Requirements: Copy out, word for word, the stretch of items from the very beginning through the line that contains "column 399, row 261".
....................
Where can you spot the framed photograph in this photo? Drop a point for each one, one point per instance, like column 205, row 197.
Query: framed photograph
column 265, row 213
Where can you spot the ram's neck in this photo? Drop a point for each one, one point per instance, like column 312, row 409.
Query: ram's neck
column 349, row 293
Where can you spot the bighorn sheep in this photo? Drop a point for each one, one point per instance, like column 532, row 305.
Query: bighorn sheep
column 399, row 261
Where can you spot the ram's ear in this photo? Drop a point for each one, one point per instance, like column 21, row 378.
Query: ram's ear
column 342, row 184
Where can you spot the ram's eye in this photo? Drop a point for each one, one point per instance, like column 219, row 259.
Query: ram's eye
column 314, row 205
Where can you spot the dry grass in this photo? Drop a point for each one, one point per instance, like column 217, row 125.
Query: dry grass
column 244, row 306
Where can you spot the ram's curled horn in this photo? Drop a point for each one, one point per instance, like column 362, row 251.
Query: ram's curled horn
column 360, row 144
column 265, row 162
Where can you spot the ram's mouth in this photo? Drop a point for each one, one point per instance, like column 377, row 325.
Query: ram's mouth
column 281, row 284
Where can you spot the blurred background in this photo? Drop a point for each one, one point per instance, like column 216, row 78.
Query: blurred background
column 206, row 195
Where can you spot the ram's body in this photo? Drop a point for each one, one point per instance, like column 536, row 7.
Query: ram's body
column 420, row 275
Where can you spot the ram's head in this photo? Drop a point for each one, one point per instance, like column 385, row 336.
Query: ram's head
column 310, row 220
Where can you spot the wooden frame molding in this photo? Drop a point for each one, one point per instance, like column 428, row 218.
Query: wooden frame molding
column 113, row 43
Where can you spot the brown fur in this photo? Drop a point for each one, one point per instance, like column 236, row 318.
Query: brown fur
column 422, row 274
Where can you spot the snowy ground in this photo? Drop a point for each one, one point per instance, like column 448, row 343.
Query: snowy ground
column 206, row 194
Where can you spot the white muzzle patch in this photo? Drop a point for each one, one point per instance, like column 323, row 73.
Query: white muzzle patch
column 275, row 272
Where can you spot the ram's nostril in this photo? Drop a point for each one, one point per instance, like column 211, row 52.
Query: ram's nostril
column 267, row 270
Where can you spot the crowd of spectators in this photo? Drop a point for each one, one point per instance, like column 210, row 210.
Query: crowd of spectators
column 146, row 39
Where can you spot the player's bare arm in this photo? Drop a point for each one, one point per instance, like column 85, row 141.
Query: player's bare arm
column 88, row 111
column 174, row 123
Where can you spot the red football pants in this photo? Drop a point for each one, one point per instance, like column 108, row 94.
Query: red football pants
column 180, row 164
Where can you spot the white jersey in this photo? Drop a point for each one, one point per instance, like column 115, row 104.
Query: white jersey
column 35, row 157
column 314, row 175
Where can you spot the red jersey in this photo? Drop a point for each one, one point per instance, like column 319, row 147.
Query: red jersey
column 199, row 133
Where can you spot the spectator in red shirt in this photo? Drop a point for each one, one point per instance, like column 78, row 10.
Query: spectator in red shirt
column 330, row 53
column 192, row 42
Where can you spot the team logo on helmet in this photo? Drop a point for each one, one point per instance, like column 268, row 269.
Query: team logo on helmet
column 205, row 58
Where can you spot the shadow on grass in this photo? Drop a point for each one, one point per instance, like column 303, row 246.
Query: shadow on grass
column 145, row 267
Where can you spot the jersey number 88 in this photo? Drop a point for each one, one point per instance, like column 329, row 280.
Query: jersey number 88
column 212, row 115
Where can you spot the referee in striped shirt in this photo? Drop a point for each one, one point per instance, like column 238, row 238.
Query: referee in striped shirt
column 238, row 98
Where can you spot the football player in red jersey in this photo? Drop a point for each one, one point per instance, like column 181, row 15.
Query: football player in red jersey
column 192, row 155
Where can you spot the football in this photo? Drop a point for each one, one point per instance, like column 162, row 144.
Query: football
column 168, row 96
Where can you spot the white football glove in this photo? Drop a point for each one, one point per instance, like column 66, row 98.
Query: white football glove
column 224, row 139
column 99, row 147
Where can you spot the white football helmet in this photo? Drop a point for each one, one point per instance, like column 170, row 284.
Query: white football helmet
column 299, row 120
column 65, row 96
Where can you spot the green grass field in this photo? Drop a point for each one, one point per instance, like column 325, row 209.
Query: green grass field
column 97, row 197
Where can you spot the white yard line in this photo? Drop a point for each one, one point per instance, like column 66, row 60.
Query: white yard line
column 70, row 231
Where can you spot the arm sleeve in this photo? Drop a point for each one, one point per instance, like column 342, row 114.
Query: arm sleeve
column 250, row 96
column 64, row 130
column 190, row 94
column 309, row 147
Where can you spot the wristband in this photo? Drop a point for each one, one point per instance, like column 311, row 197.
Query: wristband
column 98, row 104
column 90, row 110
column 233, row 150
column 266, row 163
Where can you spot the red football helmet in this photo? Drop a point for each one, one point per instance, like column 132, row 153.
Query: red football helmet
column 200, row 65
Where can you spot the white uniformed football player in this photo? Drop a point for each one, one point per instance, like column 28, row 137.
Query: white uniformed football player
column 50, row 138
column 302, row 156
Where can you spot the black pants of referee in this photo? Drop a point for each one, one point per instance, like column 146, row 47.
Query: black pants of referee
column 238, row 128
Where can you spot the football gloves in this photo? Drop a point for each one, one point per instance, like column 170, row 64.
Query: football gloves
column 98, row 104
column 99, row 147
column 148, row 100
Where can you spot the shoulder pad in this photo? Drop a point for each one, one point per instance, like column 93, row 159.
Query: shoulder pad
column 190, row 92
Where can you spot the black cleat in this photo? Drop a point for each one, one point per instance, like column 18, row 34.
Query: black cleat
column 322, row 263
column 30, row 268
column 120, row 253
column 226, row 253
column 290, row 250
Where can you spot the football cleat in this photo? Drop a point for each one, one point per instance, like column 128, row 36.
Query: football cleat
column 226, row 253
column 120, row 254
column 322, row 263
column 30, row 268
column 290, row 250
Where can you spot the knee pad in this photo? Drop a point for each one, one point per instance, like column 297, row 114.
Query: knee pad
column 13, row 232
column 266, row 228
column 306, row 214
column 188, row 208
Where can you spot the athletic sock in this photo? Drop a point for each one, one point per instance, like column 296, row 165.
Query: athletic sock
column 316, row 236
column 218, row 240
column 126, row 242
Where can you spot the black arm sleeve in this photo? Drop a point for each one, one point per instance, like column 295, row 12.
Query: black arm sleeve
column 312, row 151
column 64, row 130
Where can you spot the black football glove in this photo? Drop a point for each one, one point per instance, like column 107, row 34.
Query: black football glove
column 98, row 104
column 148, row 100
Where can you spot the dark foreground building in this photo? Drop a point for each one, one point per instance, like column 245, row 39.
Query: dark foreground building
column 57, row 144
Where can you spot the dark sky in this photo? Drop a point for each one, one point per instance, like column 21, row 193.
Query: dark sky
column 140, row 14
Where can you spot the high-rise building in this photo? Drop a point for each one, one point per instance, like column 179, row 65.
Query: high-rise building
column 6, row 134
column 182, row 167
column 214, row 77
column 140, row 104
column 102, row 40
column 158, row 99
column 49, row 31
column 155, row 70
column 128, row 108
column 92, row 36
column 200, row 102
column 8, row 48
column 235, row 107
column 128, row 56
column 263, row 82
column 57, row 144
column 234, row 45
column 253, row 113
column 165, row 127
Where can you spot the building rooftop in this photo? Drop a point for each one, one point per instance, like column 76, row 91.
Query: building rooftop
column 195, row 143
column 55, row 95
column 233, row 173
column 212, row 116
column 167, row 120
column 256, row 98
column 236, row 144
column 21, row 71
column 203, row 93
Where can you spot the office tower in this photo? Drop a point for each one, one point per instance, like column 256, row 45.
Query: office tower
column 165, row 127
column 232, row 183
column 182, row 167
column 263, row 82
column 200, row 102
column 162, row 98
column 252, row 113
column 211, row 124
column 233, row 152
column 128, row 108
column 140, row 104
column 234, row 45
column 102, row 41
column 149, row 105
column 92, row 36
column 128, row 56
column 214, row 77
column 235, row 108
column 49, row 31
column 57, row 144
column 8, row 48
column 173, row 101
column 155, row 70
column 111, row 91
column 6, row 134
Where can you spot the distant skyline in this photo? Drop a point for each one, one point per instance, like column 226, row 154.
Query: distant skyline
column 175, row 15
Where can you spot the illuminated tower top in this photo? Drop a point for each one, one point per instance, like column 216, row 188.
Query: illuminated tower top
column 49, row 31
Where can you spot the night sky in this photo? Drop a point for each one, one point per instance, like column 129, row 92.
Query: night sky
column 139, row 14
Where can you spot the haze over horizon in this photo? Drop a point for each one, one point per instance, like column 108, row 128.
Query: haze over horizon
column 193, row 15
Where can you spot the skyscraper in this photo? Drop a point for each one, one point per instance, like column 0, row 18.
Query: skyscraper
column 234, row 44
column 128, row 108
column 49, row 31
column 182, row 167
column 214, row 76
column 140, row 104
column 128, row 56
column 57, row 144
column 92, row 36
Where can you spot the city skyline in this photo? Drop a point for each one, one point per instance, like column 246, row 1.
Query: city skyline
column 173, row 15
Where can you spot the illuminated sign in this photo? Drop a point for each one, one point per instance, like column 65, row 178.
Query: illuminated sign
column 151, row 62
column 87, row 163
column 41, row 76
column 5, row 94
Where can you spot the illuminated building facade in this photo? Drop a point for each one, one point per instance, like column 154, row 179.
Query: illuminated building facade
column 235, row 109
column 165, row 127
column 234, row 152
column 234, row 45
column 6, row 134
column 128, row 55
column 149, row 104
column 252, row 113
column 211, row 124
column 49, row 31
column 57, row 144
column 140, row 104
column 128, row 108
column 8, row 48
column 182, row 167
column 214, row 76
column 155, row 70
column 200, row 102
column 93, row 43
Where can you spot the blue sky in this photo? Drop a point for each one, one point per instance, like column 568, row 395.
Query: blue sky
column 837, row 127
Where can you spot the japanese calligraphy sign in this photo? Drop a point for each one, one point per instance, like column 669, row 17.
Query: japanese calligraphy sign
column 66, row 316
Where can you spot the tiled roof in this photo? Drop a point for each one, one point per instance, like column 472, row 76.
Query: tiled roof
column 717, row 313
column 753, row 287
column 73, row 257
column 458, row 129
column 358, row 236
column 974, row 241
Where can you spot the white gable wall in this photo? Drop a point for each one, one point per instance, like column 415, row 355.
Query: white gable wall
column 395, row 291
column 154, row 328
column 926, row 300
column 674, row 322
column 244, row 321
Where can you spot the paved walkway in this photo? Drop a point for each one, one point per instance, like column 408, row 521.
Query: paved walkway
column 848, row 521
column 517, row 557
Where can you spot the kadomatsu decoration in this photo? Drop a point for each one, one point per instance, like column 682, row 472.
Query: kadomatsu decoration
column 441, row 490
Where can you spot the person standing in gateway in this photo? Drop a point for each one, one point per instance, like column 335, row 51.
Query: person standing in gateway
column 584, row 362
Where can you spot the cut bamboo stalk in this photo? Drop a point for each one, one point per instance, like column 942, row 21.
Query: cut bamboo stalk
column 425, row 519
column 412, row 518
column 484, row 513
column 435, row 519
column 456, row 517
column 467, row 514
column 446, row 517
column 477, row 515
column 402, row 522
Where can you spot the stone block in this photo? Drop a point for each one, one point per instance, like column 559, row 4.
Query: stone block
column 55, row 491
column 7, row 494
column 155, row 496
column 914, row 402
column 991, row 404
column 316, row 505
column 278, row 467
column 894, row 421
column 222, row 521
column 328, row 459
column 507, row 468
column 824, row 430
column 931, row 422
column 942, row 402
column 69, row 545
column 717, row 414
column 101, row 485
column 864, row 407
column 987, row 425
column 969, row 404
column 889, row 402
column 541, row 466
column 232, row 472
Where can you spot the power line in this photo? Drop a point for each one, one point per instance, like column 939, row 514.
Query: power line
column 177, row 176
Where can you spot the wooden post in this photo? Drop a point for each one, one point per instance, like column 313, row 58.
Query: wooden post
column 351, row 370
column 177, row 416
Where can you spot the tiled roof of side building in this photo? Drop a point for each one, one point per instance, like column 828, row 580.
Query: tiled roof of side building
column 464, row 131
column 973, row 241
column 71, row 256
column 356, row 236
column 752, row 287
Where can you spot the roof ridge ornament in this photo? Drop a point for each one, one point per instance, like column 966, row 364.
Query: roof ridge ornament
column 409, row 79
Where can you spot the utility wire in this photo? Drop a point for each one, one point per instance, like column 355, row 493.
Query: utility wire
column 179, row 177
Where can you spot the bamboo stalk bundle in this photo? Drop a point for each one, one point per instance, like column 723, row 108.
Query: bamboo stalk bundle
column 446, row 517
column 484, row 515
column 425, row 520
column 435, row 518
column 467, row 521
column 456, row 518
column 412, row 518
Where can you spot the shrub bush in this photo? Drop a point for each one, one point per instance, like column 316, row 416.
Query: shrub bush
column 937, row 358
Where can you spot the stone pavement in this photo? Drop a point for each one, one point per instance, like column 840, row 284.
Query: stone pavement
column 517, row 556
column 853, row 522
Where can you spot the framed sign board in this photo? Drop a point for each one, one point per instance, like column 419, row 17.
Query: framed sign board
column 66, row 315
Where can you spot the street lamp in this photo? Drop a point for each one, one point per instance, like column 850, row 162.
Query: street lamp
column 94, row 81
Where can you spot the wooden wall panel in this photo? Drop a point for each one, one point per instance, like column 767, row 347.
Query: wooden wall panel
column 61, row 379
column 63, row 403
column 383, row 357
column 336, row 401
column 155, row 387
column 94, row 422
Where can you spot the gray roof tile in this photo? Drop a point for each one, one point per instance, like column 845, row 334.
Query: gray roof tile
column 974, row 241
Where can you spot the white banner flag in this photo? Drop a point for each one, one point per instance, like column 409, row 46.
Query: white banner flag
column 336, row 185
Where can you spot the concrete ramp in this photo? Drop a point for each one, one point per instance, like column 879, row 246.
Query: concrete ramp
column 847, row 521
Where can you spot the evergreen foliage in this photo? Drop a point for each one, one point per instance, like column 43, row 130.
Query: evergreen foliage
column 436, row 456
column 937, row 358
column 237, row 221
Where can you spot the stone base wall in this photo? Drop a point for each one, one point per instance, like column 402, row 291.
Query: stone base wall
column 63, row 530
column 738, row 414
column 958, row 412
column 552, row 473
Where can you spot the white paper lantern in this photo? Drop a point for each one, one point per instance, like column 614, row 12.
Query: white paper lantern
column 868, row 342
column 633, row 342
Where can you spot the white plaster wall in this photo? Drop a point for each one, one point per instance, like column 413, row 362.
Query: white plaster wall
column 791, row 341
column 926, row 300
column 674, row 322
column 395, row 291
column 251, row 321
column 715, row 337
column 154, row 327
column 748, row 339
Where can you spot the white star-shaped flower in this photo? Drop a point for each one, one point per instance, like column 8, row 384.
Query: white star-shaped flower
....................
Exercise solution:
Where can you spot the framed photograph in this photo? Drop a point for each one, one point per instance, like column 205, row 197.
Query: framed photograph
column 265, row 213
Where can you spot the ram's neck in this photo? Drop a point for each one, one point per instance, like column 312, row 409.
Query: ram's neck
column 349, row 293
Where can you spot the bighorn sheep in this photo? Drop a point for each one, one point per instance, like column 532, row 305.
Query: bighorn sheep
column 399, row 261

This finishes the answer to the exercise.